▶ Directions for this task:
Copy out, word for word, everything in the items below from the line containing "Mark the innermost point of each instance of the aircraft belly" down to the last line of the items, including both of those lines.

((

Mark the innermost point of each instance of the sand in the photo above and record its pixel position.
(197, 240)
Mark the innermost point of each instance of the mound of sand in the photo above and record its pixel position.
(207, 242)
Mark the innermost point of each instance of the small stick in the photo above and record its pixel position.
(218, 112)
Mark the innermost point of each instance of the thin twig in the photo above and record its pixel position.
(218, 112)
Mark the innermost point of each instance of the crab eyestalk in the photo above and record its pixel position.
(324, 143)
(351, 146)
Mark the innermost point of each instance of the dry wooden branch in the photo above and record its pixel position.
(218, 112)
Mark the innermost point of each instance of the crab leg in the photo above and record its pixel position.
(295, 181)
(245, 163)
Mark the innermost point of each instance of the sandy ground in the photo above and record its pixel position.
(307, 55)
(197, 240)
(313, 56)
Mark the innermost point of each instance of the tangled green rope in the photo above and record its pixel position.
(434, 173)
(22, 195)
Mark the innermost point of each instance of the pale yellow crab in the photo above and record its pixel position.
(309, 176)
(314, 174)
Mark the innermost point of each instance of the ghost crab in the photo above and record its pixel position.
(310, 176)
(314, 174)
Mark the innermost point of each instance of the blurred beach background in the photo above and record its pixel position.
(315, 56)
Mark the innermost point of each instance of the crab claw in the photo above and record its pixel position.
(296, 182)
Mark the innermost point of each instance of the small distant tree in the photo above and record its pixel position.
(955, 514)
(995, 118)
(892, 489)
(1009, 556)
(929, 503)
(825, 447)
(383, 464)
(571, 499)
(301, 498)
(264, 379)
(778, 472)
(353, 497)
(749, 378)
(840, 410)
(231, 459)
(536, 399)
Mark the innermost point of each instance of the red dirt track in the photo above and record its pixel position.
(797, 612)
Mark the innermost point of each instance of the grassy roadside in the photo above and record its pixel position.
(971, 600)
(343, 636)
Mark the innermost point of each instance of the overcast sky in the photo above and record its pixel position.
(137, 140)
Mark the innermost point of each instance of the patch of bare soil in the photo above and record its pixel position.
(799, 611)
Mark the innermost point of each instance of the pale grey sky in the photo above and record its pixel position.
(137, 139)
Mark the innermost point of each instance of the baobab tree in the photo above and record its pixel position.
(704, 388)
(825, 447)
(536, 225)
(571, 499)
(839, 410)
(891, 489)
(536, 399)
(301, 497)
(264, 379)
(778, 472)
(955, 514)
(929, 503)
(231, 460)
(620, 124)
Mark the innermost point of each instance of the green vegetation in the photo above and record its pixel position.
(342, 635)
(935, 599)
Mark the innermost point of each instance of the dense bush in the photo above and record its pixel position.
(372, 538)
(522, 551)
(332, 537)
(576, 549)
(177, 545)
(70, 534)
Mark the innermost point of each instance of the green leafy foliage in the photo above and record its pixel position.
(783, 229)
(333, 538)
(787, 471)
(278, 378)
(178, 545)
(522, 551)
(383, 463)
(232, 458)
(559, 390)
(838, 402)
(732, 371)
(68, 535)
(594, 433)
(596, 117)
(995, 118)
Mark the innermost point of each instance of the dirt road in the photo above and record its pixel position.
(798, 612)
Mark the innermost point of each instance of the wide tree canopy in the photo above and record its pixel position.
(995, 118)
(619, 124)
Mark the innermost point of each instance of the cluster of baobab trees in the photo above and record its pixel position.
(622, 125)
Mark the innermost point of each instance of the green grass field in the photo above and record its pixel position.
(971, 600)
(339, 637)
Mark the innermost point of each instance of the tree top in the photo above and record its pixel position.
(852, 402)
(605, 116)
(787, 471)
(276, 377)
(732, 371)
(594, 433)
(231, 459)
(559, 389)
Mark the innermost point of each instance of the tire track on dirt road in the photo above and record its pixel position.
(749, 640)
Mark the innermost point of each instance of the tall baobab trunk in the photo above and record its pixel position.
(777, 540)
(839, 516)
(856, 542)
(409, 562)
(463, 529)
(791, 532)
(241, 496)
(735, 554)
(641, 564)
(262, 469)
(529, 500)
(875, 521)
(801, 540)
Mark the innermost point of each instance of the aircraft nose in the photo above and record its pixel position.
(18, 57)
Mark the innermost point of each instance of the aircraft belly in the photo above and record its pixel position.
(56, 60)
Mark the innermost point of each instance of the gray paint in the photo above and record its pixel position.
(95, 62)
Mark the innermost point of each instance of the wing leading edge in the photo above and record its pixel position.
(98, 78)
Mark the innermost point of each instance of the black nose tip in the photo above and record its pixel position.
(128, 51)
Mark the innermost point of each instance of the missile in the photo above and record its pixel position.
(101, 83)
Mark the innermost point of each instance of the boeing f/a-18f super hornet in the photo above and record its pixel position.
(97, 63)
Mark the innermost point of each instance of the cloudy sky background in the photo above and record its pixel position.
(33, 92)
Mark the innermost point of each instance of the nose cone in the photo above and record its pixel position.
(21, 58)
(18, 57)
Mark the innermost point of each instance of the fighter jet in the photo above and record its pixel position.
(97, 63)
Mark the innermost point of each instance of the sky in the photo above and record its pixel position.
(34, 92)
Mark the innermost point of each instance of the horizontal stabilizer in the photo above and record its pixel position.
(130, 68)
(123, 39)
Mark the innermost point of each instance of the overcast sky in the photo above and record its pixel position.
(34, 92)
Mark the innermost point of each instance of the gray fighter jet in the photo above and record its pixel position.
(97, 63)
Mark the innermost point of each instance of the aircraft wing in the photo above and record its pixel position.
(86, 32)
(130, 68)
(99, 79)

))

▶ Answer to the task:
Mark the innermost point of each instance of the aircraft belly in the photo above and record its pixel position.
(56, 60)
Mark the innermost point of each instance of the gray paint in the photo above and record its pixel position.
(95, 62)
Mark the innermost point of each instance of the wing leading edge in the photo above and record its pixel position.
(98, 78)
Mark the innermost point of each instance of the black nose tip in the photo above and record its pixel position.
(128, 51)
Mark the innermost point of each instance of the missile in the photo above and record its pixel position.
(101, 83)
Mark the innermost point of each instance of the boeing f/a-18f super hornet in the photo above and record its pixel position.
(97, 63)
Mark the innermost point of each instance of the cloudy sky background in the photo above and record its pixel position.
(33, 92)
Mark the innermost point of each instance of the nose cone in the photo above and record its pixel position.
(21, 58)
(18, 57)
Mark the innermost point of each instance of the fighter jet in the photo above and record its pixel position.
(97, 63)
Mark the innermost point of each instance of the sky in the photo above and record its pixel position.
(34, 92)
Mark the innermost point of each instance of the horizontal stabilizer in the photo above and record its pixel position.
(130, 68)
(123, 39)
Mark the innermost point of each instance of the overcast sky in the photo above and record its pixel position.
(34, 92)
Mark the innermost point of each instance of the gray fighter jet in the photo above and record its pixel position.
(97, 63)
Mark the innermost point of each instance of the aircraft wing in the photo above and record its pixel position.
(86, 32)
(130, 68)
(99, 79)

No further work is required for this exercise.